* Object pointing dataset rows *
--------

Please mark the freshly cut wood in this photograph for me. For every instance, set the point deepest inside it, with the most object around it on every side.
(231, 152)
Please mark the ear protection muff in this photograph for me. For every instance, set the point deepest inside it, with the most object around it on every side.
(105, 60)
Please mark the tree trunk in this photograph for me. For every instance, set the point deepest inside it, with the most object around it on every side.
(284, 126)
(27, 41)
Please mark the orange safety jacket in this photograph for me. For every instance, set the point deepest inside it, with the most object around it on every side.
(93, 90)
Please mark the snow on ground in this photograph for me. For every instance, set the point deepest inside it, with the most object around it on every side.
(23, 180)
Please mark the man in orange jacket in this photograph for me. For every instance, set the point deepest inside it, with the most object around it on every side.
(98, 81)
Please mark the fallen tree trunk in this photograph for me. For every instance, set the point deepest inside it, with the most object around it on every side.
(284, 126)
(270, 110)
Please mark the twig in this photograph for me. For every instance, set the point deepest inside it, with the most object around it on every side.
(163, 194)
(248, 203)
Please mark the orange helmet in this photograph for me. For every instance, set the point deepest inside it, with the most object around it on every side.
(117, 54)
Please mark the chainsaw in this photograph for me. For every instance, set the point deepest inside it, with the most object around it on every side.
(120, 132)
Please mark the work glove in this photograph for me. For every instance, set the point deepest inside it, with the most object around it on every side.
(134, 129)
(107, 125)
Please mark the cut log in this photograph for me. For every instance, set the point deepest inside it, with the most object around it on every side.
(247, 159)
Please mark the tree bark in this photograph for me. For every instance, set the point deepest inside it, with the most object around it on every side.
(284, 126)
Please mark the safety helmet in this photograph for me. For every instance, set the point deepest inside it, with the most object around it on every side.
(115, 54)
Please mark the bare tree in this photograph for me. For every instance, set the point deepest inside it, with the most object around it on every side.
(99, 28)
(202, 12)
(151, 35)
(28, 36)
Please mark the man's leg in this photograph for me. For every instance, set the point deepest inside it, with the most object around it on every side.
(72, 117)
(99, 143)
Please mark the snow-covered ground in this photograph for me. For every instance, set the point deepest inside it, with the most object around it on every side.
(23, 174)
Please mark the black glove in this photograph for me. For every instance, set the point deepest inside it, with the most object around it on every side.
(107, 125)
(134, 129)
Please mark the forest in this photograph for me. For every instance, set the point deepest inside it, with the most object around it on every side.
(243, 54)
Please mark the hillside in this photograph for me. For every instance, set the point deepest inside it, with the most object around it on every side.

--------

* What you are asked to do *
Print these records again line for line, with no changes.

* Full output *
Please mark the freshly cut wood in this photograph for me. For every instance, set the point deepest inside it, with the most object around it on every side.
(231, 152)
Please mark the ear protection muff in this photograph for me. For every instance, set the point deepest inside it, with the most object around it on every side.
(105, 60)
Please mark the tree trunk in this photograph for me. For every instance, set the point deepest inside it, with the most object around it on every side.
(284, 126)
(27, 41)
Please mark the orange safety jacket in this photograph for me. For every instance, set the point deepest inside it, with the most object around it on every side.
(93, 90)
Please mark the snow on ground in this photograph for me. For every instance, set the point deepest inside it, with the most object around it on every side.
(23, 180)
Please mark the man in orange jacket in this photograph for me. For every instance, set the point deepest inside it, with the most object around it on every side.
(98, 81)
Please mark the fallen tree trunk in this photograph for me. For every instance, set the point deepest inside it, with the most object around it on every side.
(284, 126)
(270, 110)
Please mark the twig in this photograph for me. For every instance, set the point deepest inside it, with the most object around it on every side.
(163, 194)
(248, 203)
Please mark the orange helmet in this photograph for me. For every instance, set the point deepest inside it, with the most object around it on every side.
(117, 54)
Please mark the chainsaw in this photograph for me. For every instance, set the point deepest inside it, with the most object around it on every side.
(120, 132)
Please mark the work glove in this photograph for me. For every instance, set the point deepest inside it, with the most object around it on every side.
(134, 129)
(107, 125)
Please mark the cut log in this photograph for me. For every instance, set the point deepest inside it, with the most object around it on every side.
(247, 159)
Please mark the tree bark in this photograph for me. For every instance, set the point deepest inside it, with the most object around it on every side.
(284, 126)
Please mark the safety helmet in this photograph for me. For every instance, set the point deepest inside it, with the most object around it on every side.
(115, 54)
Please mark the bare tree in this photograph for me. For every instance, set the point deepest inside it, with the most object around it on every side.
(99, 28)
(202, 12)
(151, 35)
(28, 36)
Please mark the man's leg in this photograph for me. For every instance, set the point deepest inside it, with the most object around it on every side.
(72, 117)
(99, 143)
Please mark the snow-covered ground in this photograph for me. For every instance, set the point deepest inside it, with the most object around it on every side.
(23, 174)
Please mark the black glove in this photograph for me. For every instance, set the point deepest inside it, with the most object around it on every side.
(107, 125)
(134, 129)
Please mark the forest in this photograph for me. For every instance, set the point deepest inside it, with the most object around it on every side.
(243, 54)
Please mark the hillside in this photograph for me. For every instance, set the point deepest inside it, with the most object around it on every side.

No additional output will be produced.